→ **The task**: Return every one of the following lines word for word, changing nothing.

---+---

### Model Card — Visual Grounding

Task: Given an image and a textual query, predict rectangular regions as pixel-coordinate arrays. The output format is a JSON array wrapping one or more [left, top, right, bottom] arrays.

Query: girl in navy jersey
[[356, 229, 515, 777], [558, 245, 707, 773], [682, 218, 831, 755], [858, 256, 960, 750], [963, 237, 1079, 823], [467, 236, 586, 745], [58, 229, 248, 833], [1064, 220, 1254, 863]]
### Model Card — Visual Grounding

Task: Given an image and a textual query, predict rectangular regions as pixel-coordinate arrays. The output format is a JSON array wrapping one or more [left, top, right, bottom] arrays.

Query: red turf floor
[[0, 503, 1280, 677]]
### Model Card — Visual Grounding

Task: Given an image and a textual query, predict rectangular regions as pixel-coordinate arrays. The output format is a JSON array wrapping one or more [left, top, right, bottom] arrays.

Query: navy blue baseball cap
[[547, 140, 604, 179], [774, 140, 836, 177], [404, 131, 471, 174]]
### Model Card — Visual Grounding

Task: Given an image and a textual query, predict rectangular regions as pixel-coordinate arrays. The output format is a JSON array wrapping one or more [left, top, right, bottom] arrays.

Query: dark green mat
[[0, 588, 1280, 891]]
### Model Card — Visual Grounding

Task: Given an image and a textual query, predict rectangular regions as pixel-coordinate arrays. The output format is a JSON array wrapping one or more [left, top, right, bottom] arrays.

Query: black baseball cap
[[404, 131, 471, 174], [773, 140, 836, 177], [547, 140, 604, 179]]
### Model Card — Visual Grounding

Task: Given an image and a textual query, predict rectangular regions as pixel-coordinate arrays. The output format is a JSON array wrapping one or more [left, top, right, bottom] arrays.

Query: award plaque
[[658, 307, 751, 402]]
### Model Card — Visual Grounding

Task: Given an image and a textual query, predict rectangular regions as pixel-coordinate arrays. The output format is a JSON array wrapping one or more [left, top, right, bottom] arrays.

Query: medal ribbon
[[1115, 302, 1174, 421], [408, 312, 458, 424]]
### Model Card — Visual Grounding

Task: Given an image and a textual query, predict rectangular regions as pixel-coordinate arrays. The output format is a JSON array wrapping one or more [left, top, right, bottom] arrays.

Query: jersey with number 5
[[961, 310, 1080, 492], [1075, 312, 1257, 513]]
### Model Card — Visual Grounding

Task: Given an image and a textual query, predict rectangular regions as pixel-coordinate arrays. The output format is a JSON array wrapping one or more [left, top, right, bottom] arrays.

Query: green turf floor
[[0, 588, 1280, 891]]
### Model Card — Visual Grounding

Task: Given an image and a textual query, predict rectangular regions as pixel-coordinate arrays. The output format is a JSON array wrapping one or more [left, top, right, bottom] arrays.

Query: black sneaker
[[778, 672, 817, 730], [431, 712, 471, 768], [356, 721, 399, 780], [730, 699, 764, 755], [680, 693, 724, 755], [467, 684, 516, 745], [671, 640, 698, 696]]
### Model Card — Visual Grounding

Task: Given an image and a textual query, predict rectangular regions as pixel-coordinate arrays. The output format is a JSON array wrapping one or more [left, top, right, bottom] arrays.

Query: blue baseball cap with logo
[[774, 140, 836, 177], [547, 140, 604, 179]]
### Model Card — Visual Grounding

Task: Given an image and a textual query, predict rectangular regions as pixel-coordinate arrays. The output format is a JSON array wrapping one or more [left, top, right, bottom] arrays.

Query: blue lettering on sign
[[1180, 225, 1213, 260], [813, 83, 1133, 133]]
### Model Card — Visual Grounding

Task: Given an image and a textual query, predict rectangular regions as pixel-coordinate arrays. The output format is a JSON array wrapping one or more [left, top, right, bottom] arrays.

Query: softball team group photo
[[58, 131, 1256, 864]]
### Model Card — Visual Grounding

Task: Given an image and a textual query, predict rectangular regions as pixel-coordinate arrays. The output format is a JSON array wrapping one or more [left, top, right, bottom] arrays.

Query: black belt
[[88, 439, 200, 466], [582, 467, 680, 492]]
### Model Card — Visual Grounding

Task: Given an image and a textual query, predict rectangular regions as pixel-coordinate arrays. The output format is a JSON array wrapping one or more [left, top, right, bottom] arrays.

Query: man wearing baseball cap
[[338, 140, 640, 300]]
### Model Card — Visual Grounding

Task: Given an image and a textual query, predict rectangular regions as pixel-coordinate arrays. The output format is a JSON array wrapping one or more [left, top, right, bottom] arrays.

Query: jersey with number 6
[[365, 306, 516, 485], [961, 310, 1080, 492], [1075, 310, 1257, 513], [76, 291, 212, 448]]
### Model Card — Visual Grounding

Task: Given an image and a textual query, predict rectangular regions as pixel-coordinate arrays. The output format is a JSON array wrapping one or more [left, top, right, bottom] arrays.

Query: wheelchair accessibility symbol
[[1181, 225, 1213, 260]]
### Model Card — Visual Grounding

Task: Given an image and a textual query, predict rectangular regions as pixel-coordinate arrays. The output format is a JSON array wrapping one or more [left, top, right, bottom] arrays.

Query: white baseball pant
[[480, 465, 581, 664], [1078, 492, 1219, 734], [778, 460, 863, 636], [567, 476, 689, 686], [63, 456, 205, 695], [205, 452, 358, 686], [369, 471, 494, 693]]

---+---

→ **Response**:
### Model Card — Visual Grounding

Task: Given an image and a textual query, predict rectangular regions as pixel-coordinate arrays. The output format is a JSON array wrapping one or more [left, top, right, bottom] arrays.

Query: girl in navy jersey
[[356, 229, 515, 777], [558, 245, 707, 773], [682, 218, 831, 755], [858, 256, 960, 750], [963, 237, 1079, 823], [467, 236, 586, 745], [58, 229, 248, 833], [1064, 220, 1254, 863]]
### Model Card — Visual Grounding

Task: Given an image and a textual query, predict rectangular regions as pixel-coordinate arrays. The output format is a JSON array wrapping one or more [left, top, right, bottom] arrays.

Query: red turf floor
[[0, 503, 1280, 677]]
### Model Card — Visual Grounding

Task: Given an image and a textual query, predict rectangular regions as pixel-coordinate arrays. The output format is a JSON array wrapping one or more [left, top, right, bottom] arrays.

Query: navy blue baseball cap
[[547, 140, 604, 179], [774, 140, 836, 177], [404, 131, 471, 174]]
### Model Card — Visual Grounding

Task: Given an image and a textual query, predict rectangular regions as pixel-coordinate arrays. The output format is a JSON array wrapping one or more [left, top, right, bottom] arrays.

Query: dark green mat
[[0, 588, 1280, 891]]
### Model Card — Visual Grounding

Task: Given an image and a textual query, predict rectangular regions as pixel-coordinate arrays. The output format is a JSON array wrapping one or more [left, top, right, bottom] arrays.

Query: black baseball cap
[[404, 131, 471, 174], [773, 140, 836, 177], [547, 140, 604, 179]]
### Model Card — Visual Grounding

Task: Given an image and a textual query, predict rectangular regions as pixel-coordinate arrays. The output format is a JSON array wrapping one or more [left, top, right, bottom] arrays.

Query: award plaque
[[658, 307, 751, 402]]
### Model Card — Visual Grounding

Task: Given an image and a textual query, predict rectangular regions as pixel-coordinate arrays. The output format is a JSON array wrapping one or more [left, top, right, bottom] arrays.

Query: medal ribbon
[[1115, 302, 1174, 421], [408, 312, 458, 424]]
### Model Card — Visual Grounding

Task: Given an image and a textual query, predict rectangular regions as pixel-coordinate arrays. The output format is a JSON array wrapping one or more [left, top, right, bottom] arrays.

Query: jersey with number 5
[[961, 310, 1080, 492], [1075, 312, 1257, 513]]
### Model Card — Visual Grounding

Task: Given an image and a textual query, predict rectangular regions as pixel-coordinate arrays. The output format is a JSON array wrapping one or more [left, top, right, bottom] arrays.

Query: green turf floor
[[0, 588, 1280, 891]]
### Model Card — Visual Grounding

Task: Given an image and a textual query, predict rectangular regions as pixel-coordinate arrays. The output format is a JSON array wrapping one or more [left, top, right, bottom] arrays.

Query: black sneaker
[[778, 672, 817, 730], [431, 712, 471, 768], [356, 721, 399, 780], [730, 699, 764, 755], [680, 693, 724, 755], [467, 684, 516, 745], [671, 640, 698, 696]]
### Model Card — Visual Grounding

Task: Given an image and a textual query, predict rectangular regions as pixel-coordinate arrays. The output format is a JSON array wrapping one or more [left, top, right, bottom] arrays.

Query: blue baseball cap with logo
[[774, 140, 836, 177], [547, 140, 604, 179]]
### Model Card — Visual Grounding

Task: Given an image and a textual query, predict rectangular regions as pixel-coordinate arrays. The output format is a JSON array wrapping one or more [left, top, right, bottom] arrays.

Query: blue lettering on sign
[[1180, 225, 1213, 260], [813, 83, 1133, 133]]
### Model Card — Visual Grounding

Task: Given an image and a textual query, predict rectangular regions as pixel-coordinate arrays. The output format is a JSON array wrapping one or more [left, top, right, bottom] arrays.

Query: softball team group photo
[[58, 131, 1256, 864]]
### Model Card — Visual Grounding

Task: Given an image and a textual query, predict rectangular regions as pixel-coordinate arrays. The output format is a JSON array wrapping one or more [left, top, right, bottom] arrays.

Query: black belt
[[88, 439, 200, 466], [582, 467, 680, 492]]
### Model Card — Visual Grounding

Task: Given an image and a textual query, predict rectangular regions as pixel-coordinate arrays. The output format is a JSON array wrapping one or more [left, top, right, bottom] arrays.

Query: man wearing baseball cap
[[338, 140, 640, 300]]
### Model Card — Visual Grounding

Task: Given an image and a textual query, predict rectangular regions as pixel-coordinate arrays. The output format is a JSON array wrapping one or more [left, top, right, bottom] arrays.

Query: jersey with number 6
[[365, 306, 516, 485], [961, 310, 1080, 492], [1075, 310, 1257, 513], [76, 291, 212, 448]]
### Model Card — Visual Grounding

Task: Given an image and a textual query, predict rectangular regions as pixel-coordinate arrays. The output format is a JSON array wrapping one or more [left, top, right, bottom] arrays.

Query: wheelchair accessibility symbol
[[1181, 225, 1213, 260]]
### Model Card — Visual Grounding

Task: Given an image and a textual query, predict rectangular regions as pixel-coordinate arrays. The output format is a JSON array wrapping one or more [left, top, right, bottom] arrays.

Query: white baseball pant
[[480, 465, 581, 664], [1078, 492, 1219, 734], [778, 460, 863, 636], [567, 476, 689, 686], [63, 456, 205, 695], [205, 452, 358, 686], [369, 471, 494, 693]]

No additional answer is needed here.